TASK DIRECTIONS:
Reproduce the material in full, unchanged.

Saved entries:
* begin *

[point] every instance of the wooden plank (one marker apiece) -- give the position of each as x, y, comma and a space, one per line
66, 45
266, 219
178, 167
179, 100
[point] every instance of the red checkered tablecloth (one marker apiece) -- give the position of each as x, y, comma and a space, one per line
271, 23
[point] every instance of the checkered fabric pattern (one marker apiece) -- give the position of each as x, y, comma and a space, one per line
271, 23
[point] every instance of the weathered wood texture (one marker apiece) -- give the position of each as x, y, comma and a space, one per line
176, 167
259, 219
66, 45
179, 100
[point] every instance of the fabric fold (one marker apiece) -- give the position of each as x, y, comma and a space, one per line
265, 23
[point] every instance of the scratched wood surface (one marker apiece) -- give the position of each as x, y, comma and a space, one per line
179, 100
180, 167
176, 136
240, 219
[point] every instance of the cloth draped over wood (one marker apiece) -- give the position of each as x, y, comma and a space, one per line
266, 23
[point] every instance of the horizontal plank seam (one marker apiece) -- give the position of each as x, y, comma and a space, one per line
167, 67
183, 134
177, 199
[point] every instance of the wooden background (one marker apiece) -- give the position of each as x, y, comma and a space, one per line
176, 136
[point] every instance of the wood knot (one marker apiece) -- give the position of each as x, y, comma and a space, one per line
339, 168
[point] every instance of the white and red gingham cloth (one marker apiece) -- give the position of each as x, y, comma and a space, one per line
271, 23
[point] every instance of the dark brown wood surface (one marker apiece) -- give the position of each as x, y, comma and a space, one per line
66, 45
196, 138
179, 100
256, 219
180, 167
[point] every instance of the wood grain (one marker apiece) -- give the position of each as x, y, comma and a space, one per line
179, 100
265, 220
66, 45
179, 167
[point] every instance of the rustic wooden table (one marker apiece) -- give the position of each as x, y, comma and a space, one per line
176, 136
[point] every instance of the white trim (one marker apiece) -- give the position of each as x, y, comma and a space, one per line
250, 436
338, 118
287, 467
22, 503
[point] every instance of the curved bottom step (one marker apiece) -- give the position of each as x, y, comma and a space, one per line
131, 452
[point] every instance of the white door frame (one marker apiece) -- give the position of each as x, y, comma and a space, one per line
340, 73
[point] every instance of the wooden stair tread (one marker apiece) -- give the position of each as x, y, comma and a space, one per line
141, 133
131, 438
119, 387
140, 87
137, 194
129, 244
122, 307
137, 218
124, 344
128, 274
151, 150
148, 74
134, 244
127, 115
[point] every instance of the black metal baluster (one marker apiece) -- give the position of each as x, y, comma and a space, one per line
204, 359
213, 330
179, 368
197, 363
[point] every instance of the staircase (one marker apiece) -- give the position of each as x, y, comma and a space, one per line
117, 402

* end *

ANSWER TO THIS EXERCISE:
[point] every instance of the wooden plank (one marker apiece) -- give the position of each as x, y, comma and a space, one per line
66, 45
266, 219
178, 167
179, 100
[point] every instance of the red checkered tablecloth (one marker apiece) -- give the position of each as x, y, comma and a space, one per line
271, 23
[point] every instance of the checkered fabric pattern (one marker apiece) -- give the position of each as x, y, comma and a space, one per line
271, 23
[point] every instance of the weathered wood texture (one marker apiece) -- give the position of each as x, y, comma and a space, one per line
176, 167
259, 219
66, 45
179, 100
[point] every instance of the fabric fold (one marker apiece) -- give the position of each as x, y, comma and a space, one per line
265, 23
[point] every instance of the scratched wood surface (one marker apiece) -- give the position of each as x, y, comma and a space, one per line
179, 100
180, 167
176, 136
240, 219
[point] every instance of the cloth draped over wood (one marker apiece) -- give the position of each as x, y, comma and a space, one per line
266, 23
[point] every instance of the horizontal plank seam (one marker apiece) -- give the position of each as x, y, comma and a space, one per line
167, 67
183, 134
177, 199
[point] every instance of the wooden background (one marker apiece) -- give the position of each as x, y, comma and a space, one per line
176, 136
[point] every instance of the wood knot (one marker apiece) -- give the position of each as x, y, comma and a space, one per line
339, 168
[point] every instance of the white and red gingham cloth (one marker apiece) -- give the position of each as x, y, comma and a space, one per line
271, 23
[point] every instance of the dark brown wood surface (one marker apiece) -- give the position of each as x, y, comma and a space, one per line
66, 45
196, 138
179, 100
256, 219
180, 167
[point] every instance of the wood grain (one marker apiece) -- give the position of each as x, y, comma and a space, one per line
179, 100
265, 220
66, 45
179, 167
[point] every instance of the rustic wooden table (one marker apiece) -- give the position of each as x, y, comma and a space, one per line
176, 136
[point] every instance of the white trim (one marker apiece) -- give the position of each as x, y, comma and a space, one per line
250, 436
338, 118
287, 467
22, 503
[point] every instance of the curved bottom step (one marker apiece) -- give the position of each as x, y, comma and a space, one per line
131, 452
[point] every instance of the white door frame (one marker apiece) -- give the position of each as x, y, comma and a space, one per line
340, 73
[point] every instance of the wooden stair tread (one marker apiece) -- give the position of each as x, y, comma and a space, one per line
141, 133
131, 438
119, 387
140, 87
137, 194
129, 244
122, 307
137, 218
124, 344
128, 274
151, 150
148, 74
134, 244
127, 115
[point] every instance of the black metal baluster (one marker apiece) -- give the position of each as x, y, comma and a space, one per line
204, 359
213, 330
179, 368
197, 363
[point] every instance of the staircase (one marker apiece) -- give the position of each as x, y, comma and a space, one per line
117, 402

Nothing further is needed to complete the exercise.